Written exercise
Extract every line of the data below that contains the word "truck". Case counts.
────────────────────
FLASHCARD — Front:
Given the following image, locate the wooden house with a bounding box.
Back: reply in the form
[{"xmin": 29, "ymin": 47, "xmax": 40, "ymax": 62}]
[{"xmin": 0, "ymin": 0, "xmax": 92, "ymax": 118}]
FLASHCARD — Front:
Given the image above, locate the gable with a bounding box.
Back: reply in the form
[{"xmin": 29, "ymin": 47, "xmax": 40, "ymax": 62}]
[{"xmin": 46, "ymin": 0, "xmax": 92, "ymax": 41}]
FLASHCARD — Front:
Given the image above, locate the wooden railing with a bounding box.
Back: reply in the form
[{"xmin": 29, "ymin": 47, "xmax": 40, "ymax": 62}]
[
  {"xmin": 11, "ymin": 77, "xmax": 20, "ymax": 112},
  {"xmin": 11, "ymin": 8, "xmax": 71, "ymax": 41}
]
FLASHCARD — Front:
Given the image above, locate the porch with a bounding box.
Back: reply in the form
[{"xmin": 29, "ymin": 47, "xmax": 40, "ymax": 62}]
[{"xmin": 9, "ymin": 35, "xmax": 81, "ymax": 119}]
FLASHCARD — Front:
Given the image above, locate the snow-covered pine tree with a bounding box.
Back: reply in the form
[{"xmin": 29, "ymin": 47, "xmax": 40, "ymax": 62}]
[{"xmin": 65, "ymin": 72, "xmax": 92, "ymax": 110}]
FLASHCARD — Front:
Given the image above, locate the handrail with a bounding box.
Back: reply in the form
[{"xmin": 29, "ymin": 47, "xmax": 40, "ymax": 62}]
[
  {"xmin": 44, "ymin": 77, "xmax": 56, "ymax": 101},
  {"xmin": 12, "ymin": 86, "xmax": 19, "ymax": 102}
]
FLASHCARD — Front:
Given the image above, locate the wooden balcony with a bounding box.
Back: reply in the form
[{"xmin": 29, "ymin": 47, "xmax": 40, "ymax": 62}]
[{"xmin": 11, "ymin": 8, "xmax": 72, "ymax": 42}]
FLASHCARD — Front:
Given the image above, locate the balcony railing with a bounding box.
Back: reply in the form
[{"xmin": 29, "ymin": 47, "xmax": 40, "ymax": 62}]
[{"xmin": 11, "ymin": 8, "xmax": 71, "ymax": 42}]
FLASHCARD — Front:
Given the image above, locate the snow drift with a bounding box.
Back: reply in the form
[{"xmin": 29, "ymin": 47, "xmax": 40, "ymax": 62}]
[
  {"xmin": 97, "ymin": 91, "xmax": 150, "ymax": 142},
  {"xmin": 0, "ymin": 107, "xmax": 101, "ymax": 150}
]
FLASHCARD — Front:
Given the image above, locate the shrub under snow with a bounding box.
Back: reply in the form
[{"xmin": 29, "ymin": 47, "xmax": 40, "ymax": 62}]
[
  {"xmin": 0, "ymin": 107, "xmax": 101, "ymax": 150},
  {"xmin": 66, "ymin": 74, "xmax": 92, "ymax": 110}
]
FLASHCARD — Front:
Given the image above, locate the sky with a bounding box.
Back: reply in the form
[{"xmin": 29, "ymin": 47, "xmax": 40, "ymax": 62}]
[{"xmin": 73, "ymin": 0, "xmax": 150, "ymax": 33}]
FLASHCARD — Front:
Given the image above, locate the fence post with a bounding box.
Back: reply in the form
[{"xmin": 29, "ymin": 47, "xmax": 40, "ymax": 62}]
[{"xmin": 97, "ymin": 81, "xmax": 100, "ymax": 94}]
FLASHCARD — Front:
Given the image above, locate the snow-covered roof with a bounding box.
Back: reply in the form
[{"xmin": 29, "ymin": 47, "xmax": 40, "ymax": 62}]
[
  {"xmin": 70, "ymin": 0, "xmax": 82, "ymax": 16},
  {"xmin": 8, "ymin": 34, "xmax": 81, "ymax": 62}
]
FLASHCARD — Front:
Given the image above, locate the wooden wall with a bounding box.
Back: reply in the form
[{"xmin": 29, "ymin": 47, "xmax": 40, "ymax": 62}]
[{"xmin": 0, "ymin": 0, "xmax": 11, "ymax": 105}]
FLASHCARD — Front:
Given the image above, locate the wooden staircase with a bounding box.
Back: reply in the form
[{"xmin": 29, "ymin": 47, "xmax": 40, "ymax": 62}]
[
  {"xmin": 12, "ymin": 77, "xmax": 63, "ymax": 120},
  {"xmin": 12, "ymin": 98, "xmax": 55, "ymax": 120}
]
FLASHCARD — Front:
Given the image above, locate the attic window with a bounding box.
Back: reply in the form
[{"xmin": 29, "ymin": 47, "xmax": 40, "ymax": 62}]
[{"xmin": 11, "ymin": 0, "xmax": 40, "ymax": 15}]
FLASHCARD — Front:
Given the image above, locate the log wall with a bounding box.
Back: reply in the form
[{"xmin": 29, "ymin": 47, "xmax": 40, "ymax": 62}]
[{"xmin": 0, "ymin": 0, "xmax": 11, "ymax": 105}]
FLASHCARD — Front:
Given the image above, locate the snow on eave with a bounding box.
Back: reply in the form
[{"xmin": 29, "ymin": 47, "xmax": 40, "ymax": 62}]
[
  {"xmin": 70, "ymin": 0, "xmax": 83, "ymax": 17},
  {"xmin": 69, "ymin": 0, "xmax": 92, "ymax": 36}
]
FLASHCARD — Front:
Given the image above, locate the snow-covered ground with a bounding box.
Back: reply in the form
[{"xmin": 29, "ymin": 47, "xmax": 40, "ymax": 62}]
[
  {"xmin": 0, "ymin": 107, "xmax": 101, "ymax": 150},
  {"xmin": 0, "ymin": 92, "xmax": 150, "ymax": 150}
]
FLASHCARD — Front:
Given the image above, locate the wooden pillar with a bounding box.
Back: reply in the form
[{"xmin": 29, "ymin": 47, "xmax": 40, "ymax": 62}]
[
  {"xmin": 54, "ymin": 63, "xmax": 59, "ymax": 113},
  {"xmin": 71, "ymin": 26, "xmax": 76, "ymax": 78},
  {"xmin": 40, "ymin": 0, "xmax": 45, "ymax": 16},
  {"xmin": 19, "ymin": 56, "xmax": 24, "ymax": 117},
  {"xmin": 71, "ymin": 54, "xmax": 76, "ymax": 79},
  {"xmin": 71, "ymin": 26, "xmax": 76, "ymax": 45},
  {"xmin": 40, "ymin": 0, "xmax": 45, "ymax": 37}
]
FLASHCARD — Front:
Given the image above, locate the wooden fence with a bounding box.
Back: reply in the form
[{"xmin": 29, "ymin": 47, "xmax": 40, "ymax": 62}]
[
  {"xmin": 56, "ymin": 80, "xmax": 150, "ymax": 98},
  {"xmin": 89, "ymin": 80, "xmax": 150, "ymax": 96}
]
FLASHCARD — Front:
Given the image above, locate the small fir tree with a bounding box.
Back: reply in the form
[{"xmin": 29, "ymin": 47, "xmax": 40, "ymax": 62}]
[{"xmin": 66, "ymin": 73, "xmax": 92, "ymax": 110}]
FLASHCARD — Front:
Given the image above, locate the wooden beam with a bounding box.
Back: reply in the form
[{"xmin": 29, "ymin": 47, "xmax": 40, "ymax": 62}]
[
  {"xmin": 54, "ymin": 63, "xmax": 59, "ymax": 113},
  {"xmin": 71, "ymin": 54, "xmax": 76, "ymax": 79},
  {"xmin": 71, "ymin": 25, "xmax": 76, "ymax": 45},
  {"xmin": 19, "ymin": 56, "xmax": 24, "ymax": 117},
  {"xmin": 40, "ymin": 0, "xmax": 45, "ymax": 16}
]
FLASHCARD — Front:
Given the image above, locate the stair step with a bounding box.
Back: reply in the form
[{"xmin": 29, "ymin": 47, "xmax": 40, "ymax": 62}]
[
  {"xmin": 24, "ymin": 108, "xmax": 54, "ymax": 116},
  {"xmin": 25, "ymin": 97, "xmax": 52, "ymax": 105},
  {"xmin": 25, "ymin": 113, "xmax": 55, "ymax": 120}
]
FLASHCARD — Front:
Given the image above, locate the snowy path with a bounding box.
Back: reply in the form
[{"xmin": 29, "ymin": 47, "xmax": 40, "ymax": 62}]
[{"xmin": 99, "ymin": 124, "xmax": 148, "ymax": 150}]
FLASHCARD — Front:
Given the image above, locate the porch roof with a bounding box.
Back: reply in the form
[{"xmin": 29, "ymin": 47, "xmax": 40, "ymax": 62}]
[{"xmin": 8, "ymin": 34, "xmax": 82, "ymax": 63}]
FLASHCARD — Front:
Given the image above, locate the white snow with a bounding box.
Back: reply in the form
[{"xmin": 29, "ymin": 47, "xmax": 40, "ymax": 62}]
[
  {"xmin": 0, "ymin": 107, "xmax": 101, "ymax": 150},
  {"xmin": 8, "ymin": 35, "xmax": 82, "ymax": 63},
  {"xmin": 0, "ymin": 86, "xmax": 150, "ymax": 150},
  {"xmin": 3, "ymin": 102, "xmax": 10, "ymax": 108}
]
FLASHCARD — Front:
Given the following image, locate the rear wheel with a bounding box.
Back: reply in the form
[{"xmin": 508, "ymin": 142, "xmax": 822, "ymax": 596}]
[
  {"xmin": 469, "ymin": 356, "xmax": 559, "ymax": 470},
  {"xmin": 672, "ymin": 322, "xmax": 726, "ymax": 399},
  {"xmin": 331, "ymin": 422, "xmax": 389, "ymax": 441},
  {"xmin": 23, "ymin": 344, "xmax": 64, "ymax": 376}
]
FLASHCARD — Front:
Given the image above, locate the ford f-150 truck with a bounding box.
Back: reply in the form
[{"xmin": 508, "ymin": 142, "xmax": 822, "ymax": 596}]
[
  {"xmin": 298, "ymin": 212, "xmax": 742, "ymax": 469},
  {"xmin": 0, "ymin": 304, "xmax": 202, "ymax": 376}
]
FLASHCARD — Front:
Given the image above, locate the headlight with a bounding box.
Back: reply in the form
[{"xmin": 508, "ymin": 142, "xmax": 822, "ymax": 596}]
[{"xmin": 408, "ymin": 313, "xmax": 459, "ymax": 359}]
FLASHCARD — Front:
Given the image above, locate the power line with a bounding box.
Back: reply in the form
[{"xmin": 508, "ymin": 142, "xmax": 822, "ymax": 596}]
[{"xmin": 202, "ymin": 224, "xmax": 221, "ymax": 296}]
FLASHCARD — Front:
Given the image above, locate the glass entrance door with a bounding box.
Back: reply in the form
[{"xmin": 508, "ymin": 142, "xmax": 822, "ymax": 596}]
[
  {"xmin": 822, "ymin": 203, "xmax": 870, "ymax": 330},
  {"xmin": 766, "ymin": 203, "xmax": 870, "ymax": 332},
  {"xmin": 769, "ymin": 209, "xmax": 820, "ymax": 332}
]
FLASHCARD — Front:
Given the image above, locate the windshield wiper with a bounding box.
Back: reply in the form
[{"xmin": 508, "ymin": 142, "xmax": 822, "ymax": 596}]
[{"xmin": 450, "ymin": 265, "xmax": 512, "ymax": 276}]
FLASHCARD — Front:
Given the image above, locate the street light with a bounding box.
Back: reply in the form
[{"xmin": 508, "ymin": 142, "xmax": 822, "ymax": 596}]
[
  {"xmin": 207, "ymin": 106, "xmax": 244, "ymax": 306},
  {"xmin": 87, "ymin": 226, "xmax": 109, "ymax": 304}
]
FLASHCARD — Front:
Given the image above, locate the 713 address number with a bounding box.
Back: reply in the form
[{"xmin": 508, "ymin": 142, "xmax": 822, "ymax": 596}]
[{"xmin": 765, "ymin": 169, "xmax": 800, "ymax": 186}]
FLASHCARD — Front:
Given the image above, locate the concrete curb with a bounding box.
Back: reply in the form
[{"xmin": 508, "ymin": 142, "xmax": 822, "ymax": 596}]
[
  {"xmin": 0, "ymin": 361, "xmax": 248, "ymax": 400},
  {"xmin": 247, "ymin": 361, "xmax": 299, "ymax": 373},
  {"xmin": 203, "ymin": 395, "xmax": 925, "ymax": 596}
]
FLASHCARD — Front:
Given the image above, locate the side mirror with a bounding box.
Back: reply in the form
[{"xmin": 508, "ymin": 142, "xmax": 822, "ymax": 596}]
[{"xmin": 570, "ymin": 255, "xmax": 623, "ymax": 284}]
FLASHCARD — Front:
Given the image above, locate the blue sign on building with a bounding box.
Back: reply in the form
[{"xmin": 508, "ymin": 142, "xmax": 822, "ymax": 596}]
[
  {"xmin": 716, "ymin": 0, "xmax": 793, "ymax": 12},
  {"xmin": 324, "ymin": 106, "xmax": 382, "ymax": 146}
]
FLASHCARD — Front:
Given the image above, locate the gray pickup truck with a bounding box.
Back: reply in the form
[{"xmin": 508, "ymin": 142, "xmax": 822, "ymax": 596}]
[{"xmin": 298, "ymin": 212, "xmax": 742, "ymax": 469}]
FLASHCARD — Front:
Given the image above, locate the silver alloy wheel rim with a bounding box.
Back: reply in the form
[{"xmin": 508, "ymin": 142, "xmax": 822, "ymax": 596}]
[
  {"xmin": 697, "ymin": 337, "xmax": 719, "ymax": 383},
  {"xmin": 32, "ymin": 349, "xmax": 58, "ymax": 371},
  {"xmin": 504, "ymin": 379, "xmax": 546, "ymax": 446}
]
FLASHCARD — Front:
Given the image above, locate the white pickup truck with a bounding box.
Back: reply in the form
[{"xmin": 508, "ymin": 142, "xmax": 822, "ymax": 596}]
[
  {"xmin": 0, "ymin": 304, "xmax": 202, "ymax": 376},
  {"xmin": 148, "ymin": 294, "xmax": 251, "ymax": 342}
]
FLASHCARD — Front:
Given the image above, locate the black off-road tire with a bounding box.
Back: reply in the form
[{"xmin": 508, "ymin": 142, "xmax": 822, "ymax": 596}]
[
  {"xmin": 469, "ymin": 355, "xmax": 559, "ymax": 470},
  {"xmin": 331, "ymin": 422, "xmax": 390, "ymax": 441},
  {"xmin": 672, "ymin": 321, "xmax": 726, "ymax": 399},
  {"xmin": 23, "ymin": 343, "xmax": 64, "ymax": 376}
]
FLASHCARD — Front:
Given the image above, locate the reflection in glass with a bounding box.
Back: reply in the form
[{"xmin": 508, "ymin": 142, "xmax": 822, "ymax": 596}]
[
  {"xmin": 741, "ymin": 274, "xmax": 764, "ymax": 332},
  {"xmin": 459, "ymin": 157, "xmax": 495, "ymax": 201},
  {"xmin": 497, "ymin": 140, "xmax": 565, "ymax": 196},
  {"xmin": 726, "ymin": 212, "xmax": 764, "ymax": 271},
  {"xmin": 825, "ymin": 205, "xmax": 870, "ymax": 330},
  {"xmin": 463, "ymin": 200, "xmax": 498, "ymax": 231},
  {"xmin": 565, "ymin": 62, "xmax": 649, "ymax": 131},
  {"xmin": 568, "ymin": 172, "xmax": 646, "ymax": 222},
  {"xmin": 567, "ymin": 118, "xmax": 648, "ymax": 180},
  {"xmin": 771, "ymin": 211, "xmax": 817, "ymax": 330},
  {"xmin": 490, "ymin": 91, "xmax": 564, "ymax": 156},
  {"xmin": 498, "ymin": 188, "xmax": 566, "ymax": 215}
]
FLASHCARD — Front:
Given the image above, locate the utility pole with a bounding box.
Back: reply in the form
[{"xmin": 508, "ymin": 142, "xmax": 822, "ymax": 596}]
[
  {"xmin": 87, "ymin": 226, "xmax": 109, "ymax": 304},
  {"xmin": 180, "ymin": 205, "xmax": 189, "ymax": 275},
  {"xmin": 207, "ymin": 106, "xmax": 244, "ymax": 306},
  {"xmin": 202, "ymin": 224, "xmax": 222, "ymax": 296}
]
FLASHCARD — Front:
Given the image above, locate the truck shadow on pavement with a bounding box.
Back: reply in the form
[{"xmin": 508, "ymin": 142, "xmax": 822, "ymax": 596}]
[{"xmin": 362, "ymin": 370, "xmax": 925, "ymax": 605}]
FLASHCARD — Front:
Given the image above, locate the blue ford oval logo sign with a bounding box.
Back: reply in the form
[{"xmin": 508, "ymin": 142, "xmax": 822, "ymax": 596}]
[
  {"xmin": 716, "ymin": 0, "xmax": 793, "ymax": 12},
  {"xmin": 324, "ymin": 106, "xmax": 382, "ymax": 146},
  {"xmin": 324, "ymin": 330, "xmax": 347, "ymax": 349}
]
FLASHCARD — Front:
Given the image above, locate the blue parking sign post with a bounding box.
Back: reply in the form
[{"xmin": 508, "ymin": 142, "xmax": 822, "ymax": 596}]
────────────────────
The reply
Given the image above, locate the ford f-150 truck with a bounding box.
Given the image above, locate the gray pickup truck with a bounding box.
Given the image above, locate the white pickup truck with a bounding box.
Given the image above, locate the truck shadow on pavement with a bounding box.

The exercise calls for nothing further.